--- START Provided data ---
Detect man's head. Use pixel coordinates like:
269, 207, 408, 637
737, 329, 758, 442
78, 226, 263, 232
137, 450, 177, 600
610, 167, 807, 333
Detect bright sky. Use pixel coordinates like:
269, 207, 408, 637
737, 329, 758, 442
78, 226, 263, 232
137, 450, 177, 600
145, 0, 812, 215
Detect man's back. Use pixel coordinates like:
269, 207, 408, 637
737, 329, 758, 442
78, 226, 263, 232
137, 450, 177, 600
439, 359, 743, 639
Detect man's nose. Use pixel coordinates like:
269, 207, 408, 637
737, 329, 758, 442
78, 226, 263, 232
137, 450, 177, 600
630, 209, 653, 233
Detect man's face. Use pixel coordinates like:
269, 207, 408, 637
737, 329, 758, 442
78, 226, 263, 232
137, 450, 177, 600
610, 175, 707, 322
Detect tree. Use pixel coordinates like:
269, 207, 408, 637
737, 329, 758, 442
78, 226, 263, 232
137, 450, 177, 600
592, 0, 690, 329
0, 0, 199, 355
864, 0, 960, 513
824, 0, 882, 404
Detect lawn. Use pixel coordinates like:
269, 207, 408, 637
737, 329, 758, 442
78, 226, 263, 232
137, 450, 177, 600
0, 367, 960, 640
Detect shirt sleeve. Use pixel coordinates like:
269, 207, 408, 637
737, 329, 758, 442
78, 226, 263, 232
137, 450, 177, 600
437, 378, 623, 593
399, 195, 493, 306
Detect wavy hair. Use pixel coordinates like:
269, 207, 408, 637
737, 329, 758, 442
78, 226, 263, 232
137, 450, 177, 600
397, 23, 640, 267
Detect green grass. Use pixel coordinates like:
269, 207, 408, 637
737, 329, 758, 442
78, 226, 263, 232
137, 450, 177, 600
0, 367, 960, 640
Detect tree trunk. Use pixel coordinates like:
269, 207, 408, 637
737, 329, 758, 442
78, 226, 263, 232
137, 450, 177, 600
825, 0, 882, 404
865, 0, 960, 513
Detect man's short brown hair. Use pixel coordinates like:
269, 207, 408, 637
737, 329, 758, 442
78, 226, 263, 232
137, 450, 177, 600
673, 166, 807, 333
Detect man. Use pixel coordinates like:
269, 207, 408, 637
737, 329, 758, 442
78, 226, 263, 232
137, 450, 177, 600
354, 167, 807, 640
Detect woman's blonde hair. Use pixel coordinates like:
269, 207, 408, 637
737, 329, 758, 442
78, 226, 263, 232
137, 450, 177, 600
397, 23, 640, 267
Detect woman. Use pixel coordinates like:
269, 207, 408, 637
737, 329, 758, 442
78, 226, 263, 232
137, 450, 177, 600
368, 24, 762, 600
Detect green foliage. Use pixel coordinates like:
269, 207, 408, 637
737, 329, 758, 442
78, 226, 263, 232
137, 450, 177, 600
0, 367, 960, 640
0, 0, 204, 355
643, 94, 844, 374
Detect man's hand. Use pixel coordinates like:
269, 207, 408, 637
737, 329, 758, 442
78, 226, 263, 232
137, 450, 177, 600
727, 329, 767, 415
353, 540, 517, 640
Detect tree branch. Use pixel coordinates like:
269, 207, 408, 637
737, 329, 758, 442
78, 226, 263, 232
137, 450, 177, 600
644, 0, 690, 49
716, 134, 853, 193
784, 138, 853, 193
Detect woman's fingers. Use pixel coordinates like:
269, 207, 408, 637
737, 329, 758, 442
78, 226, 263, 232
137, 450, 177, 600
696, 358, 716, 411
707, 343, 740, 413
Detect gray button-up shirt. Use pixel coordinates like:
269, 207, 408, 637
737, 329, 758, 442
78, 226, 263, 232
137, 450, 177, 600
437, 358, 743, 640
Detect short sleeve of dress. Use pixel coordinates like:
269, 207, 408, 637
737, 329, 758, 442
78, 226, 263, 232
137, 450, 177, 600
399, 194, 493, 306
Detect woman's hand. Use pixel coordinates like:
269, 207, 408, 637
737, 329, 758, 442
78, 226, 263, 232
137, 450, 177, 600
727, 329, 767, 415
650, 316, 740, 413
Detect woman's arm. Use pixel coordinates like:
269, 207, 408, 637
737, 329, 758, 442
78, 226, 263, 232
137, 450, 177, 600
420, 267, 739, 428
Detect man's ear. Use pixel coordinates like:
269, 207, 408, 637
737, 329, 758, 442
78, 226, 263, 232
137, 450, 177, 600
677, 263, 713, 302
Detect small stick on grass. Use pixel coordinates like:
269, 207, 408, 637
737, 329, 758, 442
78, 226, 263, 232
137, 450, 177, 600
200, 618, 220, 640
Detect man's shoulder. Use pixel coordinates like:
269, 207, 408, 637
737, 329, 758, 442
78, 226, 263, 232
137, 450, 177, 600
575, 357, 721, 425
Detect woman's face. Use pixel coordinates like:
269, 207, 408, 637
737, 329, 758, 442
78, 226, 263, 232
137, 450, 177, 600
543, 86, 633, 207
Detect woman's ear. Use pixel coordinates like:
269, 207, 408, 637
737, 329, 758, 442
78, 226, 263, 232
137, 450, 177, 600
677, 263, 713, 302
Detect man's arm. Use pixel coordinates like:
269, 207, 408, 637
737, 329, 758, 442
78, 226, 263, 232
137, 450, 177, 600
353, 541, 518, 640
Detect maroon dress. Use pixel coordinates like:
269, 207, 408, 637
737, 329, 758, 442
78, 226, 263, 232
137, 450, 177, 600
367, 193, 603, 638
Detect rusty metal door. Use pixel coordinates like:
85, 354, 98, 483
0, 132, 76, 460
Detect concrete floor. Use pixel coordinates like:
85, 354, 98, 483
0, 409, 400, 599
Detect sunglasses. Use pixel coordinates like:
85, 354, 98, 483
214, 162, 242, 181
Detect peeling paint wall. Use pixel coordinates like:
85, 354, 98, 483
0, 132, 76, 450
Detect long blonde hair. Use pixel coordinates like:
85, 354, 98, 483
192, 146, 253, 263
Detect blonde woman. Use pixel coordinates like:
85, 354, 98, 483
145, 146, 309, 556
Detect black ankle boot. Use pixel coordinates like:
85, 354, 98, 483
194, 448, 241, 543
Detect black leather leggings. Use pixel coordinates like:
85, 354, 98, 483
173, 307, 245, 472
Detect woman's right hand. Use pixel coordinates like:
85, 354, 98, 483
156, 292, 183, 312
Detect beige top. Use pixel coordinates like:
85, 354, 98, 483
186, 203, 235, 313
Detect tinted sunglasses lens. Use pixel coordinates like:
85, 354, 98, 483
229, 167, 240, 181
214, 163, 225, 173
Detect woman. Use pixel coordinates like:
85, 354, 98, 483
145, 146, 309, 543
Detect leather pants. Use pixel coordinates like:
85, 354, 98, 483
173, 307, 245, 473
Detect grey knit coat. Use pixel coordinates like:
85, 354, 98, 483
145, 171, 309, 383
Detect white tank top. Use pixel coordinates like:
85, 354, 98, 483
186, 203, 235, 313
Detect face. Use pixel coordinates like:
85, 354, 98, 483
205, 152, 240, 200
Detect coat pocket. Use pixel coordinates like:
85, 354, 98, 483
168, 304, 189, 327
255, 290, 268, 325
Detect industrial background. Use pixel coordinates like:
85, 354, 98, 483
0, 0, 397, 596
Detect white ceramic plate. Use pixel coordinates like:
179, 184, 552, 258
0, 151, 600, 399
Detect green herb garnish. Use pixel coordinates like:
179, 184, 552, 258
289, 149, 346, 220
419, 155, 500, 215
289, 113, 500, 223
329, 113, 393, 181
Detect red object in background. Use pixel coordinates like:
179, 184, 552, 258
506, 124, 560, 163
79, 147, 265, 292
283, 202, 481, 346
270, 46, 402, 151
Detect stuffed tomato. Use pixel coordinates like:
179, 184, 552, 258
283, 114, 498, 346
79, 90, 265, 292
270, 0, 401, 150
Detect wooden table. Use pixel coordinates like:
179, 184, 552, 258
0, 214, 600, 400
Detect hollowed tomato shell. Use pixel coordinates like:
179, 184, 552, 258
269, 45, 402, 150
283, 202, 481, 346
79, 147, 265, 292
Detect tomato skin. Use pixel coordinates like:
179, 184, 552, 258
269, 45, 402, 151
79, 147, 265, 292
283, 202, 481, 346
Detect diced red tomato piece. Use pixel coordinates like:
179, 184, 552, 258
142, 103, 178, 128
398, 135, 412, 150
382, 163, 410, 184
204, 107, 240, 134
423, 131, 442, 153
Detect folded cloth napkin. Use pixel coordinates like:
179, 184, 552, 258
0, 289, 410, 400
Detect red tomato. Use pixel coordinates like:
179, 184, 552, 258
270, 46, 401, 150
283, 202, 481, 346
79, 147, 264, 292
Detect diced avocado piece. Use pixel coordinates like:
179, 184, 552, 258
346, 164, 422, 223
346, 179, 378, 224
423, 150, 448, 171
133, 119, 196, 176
--- END Provided data ---
* _Required task_
Reproduce the lines without any change, starting at the very first line and stopping after the line that has "439, 359, 743, 639".

* _Task response_
Detect man's head. Use pixel coordinates like:
269, 207, 408, 637
737, 329, 758, 442
78, 226, 263, 232
137, 450, 177, 600
610, 167, 807, 333
Detect bright sky. Use pixel coordinates like:
269, 207, 408, 637
737, 329, 758, 442
78, 226, 263, 232
137, 450, 177, 600
145, 0, 812, 215
Detect man's back. Use pixel coordinates like:
269, 207, 408, 637
737, 329, 758, 442
78, 226, 263, 232
137, 450, 177, 600
439, 359, 743, 639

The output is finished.